- [INSTRUCTIONS FOR THE TASK]
Please copy the records from the line containing "Where is the underside of wing in it?" through the end of the records, replacing "bounding box" with "bounding rectangle" and leaving everything else unchanged.

[Image entries on named regions]
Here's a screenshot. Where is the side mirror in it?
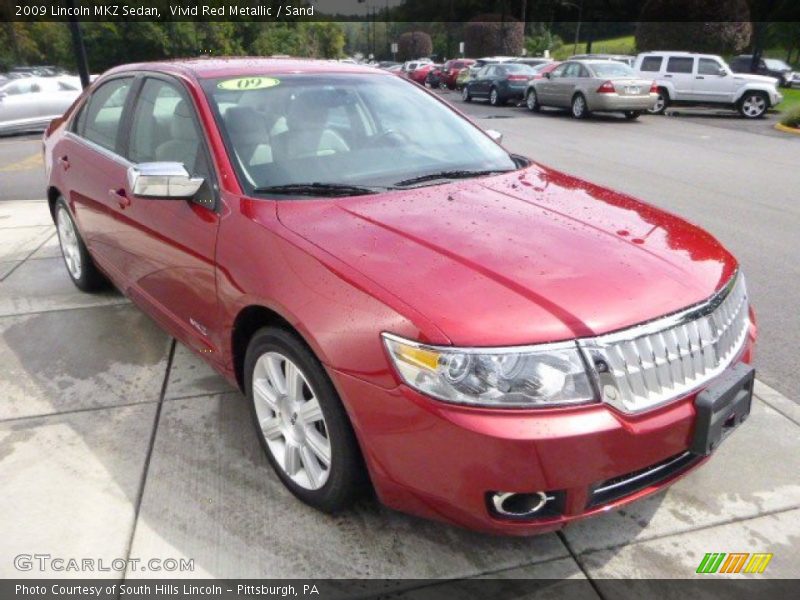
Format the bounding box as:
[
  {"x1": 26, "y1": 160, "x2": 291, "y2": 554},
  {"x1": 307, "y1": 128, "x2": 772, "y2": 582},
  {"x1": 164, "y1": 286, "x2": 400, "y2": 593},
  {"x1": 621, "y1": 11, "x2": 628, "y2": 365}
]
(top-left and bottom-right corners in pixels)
[
  {"x1": 128, "y1": 162, "x2": 203, "y2": 198},
  {"x1": 486, "y1": 129, "x2": 503, "y2": 144}
]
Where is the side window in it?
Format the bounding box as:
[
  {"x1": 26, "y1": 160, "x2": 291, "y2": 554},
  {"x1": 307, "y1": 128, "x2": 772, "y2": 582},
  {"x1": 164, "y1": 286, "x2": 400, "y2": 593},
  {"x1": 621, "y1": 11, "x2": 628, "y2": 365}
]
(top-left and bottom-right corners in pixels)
[
  {"x1": 697, "y1": 58, "x2": 722, "y2": 75},
  {"x1": 77, "y1": 77, "x2": 133, "y2": 150},
  {"x1": 127, "y1": 78, "x2": 213, "y2": 205},
  {"x1": 667, "y1": 56, "x2": 694, "y2": 73},
  {"x1": 639, "y1": 56, "x2": 664, "y2": 72}
]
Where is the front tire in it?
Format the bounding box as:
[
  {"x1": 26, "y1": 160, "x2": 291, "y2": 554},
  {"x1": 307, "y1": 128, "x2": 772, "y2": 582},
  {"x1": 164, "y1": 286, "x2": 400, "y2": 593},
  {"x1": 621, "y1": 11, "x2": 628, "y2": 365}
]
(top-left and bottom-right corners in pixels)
[
  {"x1": 647, "y1": 88, "x2": 669, "y2": 115},
  {"x1": 55, "y1": 196, "x2": 108, "y2": 292},
  {"x1": 571, "y1": 94, "x2": 589, "y2": 119},
  {"x1": 739, "y1": 92, "x2": 769, "y2": 119},
  {"x1": 245, "y1": 327, "x2": 366, "y2": 513},
  {"x1": 489, "y1": 88, "x2": 505, "y2": 106},
  {"x1": 525, "y1": 90, "x2": 542, "y2": 112}
]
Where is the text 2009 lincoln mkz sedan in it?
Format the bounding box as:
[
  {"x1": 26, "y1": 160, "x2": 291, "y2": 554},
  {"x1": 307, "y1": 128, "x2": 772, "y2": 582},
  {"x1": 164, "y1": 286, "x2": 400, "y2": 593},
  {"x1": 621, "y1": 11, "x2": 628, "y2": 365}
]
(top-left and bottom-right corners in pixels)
[{"x1": 45, "y1": 59, "x2": 756, "y2": 534}]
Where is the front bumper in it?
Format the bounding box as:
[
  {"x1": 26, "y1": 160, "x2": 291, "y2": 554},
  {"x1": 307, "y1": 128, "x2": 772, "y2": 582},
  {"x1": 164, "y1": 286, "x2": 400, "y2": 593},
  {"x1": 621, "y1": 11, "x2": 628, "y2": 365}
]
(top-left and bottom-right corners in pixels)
[
  {"x1": 332, "y1": 332, "x2": 755, "y2": 535},
  {"x1": 586, "y1": 93, "x2": 658, "y2": 112}
]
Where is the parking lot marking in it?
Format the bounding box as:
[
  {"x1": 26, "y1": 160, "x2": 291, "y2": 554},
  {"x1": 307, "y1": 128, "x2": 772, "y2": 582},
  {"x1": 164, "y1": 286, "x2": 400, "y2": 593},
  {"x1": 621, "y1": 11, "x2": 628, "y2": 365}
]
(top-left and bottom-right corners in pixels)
[{"x1": 0, "y1": 152, "x2": 44, "y2": 173}]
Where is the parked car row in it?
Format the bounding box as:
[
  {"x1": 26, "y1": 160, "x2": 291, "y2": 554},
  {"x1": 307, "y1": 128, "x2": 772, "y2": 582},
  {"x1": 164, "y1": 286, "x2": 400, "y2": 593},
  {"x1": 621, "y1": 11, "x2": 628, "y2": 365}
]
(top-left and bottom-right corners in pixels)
[
  {"x1": 0, "y1": 75, "x2": 81, "y2": 135},
  {"x1": 456, "y1": 52, "x2": 784, "y2": 119}
]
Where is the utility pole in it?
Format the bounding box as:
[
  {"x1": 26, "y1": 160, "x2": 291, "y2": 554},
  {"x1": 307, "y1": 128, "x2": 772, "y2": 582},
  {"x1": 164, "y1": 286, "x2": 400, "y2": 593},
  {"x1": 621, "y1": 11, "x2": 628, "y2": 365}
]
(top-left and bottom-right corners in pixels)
[{"x1": 66, "y1": 0, "x2": 90, "y2": 89}]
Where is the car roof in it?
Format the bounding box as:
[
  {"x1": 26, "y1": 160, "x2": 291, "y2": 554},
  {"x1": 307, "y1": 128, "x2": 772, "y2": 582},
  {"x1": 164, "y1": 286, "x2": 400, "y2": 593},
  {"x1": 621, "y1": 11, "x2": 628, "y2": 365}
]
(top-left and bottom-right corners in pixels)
[{"x1": 103, "y1": 56, "x2": 381, "y2": 79}]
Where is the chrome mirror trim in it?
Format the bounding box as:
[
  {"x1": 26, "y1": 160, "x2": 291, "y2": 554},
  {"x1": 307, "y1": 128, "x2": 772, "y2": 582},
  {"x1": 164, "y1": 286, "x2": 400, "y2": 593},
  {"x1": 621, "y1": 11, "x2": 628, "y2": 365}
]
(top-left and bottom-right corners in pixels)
[{"x1": 128, "y1": 162, "x2": 204, "y2": 198}]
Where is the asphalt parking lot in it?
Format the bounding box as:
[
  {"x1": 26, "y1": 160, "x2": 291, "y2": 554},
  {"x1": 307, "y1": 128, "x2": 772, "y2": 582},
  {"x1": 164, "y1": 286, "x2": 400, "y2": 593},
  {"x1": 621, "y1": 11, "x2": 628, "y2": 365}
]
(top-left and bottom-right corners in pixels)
[{"x1": 0, "y1": 103, "x2": 800, "y2": 584}]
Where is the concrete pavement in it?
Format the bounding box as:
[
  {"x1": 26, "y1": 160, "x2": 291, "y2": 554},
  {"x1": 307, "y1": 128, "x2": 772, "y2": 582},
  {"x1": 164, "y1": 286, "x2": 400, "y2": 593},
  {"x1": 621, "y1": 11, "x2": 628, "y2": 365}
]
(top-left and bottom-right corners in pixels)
[{"x1": 0, "y1": 201, "x2": 800, "y2": 584}]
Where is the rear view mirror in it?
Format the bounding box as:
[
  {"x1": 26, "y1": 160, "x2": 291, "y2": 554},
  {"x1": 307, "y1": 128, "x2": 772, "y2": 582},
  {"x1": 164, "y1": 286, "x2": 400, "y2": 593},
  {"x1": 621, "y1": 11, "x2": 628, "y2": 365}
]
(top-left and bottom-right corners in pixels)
[
  {"x1": 486, "y1": 129, "x2": 503, "y2": 144},
  {"x1": 128, "y1": 162, "x2": 203, "y2": 198}
]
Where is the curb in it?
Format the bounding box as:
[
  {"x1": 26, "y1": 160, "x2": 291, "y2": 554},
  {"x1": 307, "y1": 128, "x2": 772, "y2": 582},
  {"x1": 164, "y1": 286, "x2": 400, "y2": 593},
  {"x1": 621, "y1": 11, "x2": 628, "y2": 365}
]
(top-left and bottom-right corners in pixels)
[{"x1": 775, "y1": 123, "x2": 800, "y2": 135}]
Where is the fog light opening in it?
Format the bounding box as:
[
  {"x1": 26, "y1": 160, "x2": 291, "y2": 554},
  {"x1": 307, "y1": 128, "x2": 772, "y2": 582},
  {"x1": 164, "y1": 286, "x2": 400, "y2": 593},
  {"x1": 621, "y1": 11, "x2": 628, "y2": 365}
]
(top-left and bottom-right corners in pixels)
[{"x1": 492, "y1": 492, "x2": 553, "y2": 519}]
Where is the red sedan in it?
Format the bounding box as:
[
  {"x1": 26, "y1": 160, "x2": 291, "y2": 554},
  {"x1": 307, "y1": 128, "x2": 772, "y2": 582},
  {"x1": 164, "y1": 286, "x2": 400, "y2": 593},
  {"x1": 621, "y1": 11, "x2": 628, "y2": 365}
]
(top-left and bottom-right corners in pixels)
[{"x1": 45, "y1": 58, "x2": 756, "y2": 535}]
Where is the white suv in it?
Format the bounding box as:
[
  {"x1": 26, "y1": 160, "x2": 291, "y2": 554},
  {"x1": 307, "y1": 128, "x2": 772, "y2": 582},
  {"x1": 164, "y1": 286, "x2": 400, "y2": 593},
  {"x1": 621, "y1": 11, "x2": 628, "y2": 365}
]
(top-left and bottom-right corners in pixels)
[{"x1": 633, "y1": 52, "x2": 783, "y2": 119}]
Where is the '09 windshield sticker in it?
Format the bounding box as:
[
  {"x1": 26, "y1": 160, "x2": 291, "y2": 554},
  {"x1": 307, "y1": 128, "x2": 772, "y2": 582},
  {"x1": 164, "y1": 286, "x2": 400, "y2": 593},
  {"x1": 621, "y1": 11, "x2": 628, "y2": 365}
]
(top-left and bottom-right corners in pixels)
[{"x1": 217, "y1": 77, "x2": 281, "y2": 90}]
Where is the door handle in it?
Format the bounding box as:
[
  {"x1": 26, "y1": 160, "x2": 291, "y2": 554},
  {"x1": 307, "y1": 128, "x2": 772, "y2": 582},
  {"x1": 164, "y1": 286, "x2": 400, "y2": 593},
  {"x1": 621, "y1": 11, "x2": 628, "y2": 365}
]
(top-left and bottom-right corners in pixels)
[{"x1": 108, "y1": 188, "x2": 131, "y2": 210}]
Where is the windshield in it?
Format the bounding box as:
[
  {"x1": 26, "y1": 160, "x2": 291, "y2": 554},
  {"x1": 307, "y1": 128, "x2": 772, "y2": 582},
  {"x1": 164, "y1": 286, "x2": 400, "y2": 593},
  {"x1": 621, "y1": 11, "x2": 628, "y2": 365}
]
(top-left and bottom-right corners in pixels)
[
  {"x1": 764, "y1": 58, "x2": 791, "y2": 71},
  {"x1": 203, "y1": 74, "x2": 516, "y2": 194},
  {"x1": 591, "y1": 61, "x2": 635, "y2": 77}
]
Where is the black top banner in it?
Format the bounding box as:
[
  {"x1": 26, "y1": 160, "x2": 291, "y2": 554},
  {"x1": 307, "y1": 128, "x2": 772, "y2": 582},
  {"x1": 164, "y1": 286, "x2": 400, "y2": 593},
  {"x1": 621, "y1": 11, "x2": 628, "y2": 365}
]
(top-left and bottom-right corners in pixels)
[{"x1": 0, "y1": 0, "x2": 800, "y2": 23}]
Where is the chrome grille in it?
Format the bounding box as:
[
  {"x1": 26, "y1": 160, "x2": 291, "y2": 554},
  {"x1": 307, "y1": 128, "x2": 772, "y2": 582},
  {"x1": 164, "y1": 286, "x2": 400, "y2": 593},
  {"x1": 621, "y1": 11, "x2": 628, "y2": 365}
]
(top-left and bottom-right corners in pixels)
[{"x1": 578, "y1": 274, "x2": 750, "y2": 413}]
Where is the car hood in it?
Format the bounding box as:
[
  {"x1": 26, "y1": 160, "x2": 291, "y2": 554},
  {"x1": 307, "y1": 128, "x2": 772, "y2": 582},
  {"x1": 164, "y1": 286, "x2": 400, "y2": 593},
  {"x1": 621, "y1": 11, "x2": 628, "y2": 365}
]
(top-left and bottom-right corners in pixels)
[{"x1": 278, "y1": 165, "x2": 736, "y2": 346}]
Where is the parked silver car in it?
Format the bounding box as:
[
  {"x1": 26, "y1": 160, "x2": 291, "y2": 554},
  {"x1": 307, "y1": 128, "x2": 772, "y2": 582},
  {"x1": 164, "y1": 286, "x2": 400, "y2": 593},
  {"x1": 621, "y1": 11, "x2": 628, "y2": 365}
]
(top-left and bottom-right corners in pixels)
[
  {"x1": 525, "y1": 60, "x2": 658, "y2": 119},
  {"x1": 0, "y1": 76, "x2": 81, "y2": 135}
]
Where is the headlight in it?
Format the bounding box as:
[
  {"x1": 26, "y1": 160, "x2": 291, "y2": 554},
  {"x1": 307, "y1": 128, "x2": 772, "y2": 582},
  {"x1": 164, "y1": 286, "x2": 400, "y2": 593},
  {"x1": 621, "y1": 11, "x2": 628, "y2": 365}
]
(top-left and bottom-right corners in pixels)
[{"x1": 383, "y1": 333, "x2": 597, "y2": 408}]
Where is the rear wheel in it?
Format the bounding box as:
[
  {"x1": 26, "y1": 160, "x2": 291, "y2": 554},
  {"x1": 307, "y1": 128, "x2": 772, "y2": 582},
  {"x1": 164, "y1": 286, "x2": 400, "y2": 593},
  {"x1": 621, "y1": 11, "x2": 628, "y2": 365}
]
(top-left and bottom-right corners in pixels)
[
  {"x1": 647, "y1": 88, "x2": 669, "y2": 115},
  {"x1": 56, "y1": 197, "x2": 108, "y2": 292},
  {"x1": 525, "y1": 90, "x2": 542, "y2": 112},
  {"x1": 572, "y1": 94, "x2": 589, "y2": 119},
  {"x1": 489, "y1": 88, "x2": 503, "y2": 106},
  {"x1": 739, "y1": 92, "x2": 769, "y2": 119},
  {"x1": 245, "y1": 327, "x2": 366, "y2": 512}
]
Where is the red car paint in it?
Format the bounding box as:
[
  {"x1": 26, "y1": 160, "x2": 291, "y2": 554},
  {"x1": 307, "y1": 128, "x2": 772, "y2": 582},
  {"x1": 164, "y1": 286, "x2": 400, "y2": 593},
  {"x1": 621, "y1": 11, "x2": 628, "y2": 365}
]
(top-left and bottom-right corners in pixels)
[
  {"x1": 45, "y1": 59, "x2": 756, "y2": 535},
  {"x1": 408, "y1": 63, "x2": 442, "y2": 85}
]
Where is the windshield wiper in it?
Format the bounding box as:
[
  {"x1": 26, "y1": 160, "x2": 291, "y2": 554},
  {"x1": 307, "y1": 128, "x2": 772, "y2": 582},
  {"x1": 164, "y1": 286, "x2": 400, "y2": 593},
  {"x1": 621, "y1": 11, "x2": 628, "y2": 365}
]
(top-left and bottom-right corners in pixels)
[
  {"x1": 395, "y1": 169, "x2": 513, "y2": 187},
  {"x1": 253, "y1": 181, "x2": 382, "y2": 196}
]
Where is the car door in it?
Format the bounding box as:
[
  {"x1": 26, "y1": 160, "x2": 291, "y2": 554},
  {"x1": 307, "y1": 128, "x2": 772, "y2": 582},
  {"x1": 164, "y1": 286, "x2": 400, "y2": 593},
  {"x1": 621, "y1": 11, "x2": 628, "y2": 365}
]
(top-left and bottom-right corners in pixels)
[
  {"x1": 53, "y1": 76, "x2": 134, "y2": 276},
  {"x1": 551, "y1": 63, "x2": 581, "y2": 107},
  {"x1": 664, "y1": 56, "x2": 695, "y2": 100},
  {"x1": 692, "y1": 58, "x2": 735, "y2": 103},
  {"x1": 470, "y1": 65, "x2": 494, "y2": 96},
  {"x1": 535, "y1": 63, "x2": 569, "y2": 106},
  {"x1": 116, "y1": 75, "x2": 219, "y2": 352}
]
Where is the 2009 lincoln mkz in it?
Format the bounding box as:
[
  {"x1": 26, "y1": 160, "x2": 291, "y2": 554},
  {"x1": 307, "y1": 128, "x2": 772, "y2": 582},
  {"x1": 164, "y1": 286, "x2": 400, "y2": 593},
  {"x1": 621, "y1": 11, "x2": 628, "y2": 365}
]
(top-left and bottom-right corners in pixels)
[{"x1": 44, "y1": 59, "x2": 756, "y2": 535}]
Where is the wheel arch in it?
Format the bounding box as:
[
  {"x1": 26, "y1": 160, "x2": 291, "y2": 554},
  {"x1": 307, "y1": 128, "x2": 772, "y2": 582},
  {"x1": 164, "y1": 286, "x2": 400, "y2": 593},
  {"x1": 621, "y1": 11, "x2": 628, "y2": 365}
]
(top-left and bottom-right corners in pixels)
[
  {"x1": 230, "y1": 304, "x2": 310, "y2": 390},
  {"x1": 47, "y1": 185, "x2": 62, "y2": 222}
]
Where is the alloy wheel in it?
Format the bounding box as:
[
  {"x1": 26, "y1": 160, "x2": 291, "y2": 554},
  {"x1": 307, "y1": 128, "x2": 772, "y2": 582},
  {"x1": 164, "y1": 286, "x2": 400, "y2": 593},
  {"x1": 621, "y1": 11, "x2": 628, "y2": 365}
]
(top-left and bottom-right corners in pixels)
[
  {"x1": 525, "y1": 90, "x2": 536, "y2": 111},
  {"x1": 572, "y1": 95, "x2": 586, "y2": 119},
  {"x1": 253, "y1": 351, "x2": 332, "y2": 490},
  {"x1": 56, "y1": 206, "x2": 82, "y2": 279},
  {"x1": 742, "y1": 94, "x2": 767, "y2": 119},
  {"x1": 647, "y1": 92, "x2": 667, "y2": 115}
]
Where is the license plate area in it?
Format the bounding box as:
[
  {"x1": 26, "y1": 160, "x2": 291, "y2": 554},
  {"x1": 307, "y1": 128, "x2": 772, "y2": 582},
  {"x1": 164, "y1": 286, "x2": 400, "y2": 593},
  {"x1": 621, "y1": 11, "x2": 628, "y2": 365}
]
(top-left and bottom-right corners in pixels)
[{"x1": 690, "y1": 363, "x2": 756, "y2": 456}]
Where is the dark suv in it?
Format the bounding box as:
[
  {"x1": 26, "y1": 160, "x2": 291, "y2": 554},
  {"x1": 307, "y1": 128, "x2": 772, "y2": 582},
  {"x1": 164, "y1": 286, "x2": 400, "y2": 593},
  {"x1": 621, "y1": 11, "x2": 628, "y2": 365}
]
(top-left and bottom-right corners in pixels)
[{"x1": 730, "y1": 54, "x2": 800, "y2": 87}]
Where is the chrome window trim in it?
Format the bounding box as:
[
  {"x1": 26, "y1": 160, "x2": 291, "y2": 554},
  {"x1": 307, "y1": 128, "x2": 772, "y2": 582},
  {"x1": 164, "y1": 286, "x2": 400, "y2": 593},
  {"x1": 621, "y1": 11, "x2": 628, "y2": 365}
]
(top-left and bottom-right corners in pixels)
[{"x1": 64, "y1": 131, "x2": 133, "y2": 169}]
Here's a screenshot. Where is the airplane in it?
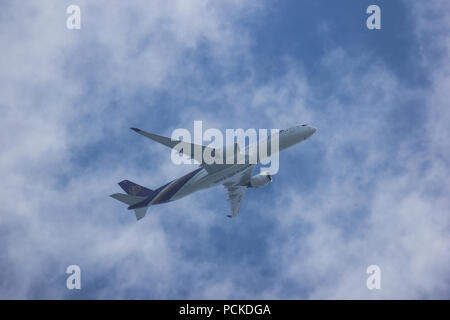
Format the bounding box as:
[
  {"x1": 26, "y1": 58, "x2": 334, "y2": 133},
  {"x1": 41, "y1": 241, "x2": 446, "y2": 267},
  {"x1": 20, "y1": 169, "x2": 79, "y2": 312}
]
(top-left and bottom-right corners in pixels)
[{"x1": 110, "y1": 124, "x2": 317, "y2": 220}]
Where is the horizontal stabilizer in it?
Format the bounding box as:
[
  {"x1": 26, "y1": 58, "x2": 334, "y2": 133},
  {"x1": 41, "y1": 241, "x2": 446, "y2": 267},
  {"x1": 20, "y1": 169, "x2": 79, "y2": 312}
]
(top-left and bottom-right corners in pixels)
[
  {"x1": 134, "y1": 207, "x2": 148, "y2": 220},
  {"x1": 110, "y1": 193, "x2": 145, "y2": 206},
  {"x1": 119, "y1": 180, "x2": 153, "y2": 197}
]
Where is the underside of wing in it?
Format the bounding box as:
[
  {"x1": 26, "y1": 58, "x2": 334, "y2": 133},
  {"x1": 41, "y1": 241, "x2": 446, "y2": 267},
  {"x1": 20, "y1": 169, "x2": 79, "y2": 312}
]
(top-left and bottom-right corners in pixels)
[
  {"x1": 131, "y1": 128, "x2": 215, "y2": 163},
  {"x1": 131, "y1": 128, "x2": 248, "y2": 173}
]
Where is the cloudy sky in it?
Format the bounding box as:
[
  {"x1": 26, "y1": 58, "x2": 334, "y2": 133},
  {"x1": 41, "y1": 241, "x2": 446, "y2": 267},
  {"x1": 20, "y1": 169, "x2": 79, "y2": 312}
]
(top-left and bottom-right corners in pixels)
[{"x1": 0, "y1": 0, "x2": 450, "y2": 299}]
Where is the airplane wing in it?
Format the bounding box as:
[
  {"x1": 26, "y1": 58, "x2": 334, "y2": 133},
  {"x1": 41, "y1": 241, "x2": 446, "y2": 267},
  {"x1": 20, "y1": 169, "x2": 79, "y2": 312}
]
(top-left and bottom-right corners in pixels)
[
  {"x1": 131, "y1": 128, "x2": 212, "y2": 163},
  {"x1": 131, "y1": 128, "x2": 243, "y2": 173},
  {"x1": 223, "y1": 165, "x2": 255, "y2": 218},
  {"x1": 226, "y1": 185, "x2": 247, "y2": 218}
]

- [ANSWER TO THE EXERCISE]
Where is the underside of wing in it?
Format the bounding rectangle as:
[
  {"x1": 26, "y1": 58, "x2": 334, "y2": 133},
  {"x1": 41, "y1": 241, "x2": 446, "y2": 267},
  {"x1": 20, "y1": 169, "x2": 79, "y2": 312}
]
(top-left and bottom-right corners in pixels)
[
  {"x1": 131, "y1": 128, "x2": 215, "y2": 163},
  {"x1": 131, "y1": 128, "x2": 248, "y2": 173}
]
Where is the cloudy sky in it?
Format the bounding rectangle as:
[
  {"x1": 26, "y1": 58, "x2": 334, "y2": 133},
  {"x1": 41, "y1": 241, "x2": 446, "y2": 267},
  {"x1": 20, "y1": 169, "x2": 79, "y2": 312}
]
(top-left and bottom-right corners in pixels)
[{"x1": 0, "y1": 0, "x2": 450, "y2": 299}]
Where is the airplane wing in it?
Format the bounding rectangle as:
[
  {"x1": 26, "y1": 58, "x2": 334, "y2": 133},
  {"x1": 41, "y1": 241, "x2": 446, "y2": 267},
  {"x1": 20, "y1": 169, "x2": 79, "y2": 312}
]
(top-left and bottom-right corners in pixels)
[
  {"x1": 131, "y1": 128, "x2": 212, "y2": 163},
  {"x1": 131, "y1": 128, "x2": 243, "y2": 173},
  {"x1": 223, "y1": 165, "x2": 255, "y2": 218},
  {"x1": 226, "y1": 185, "x2": 247, "y2": 218}
]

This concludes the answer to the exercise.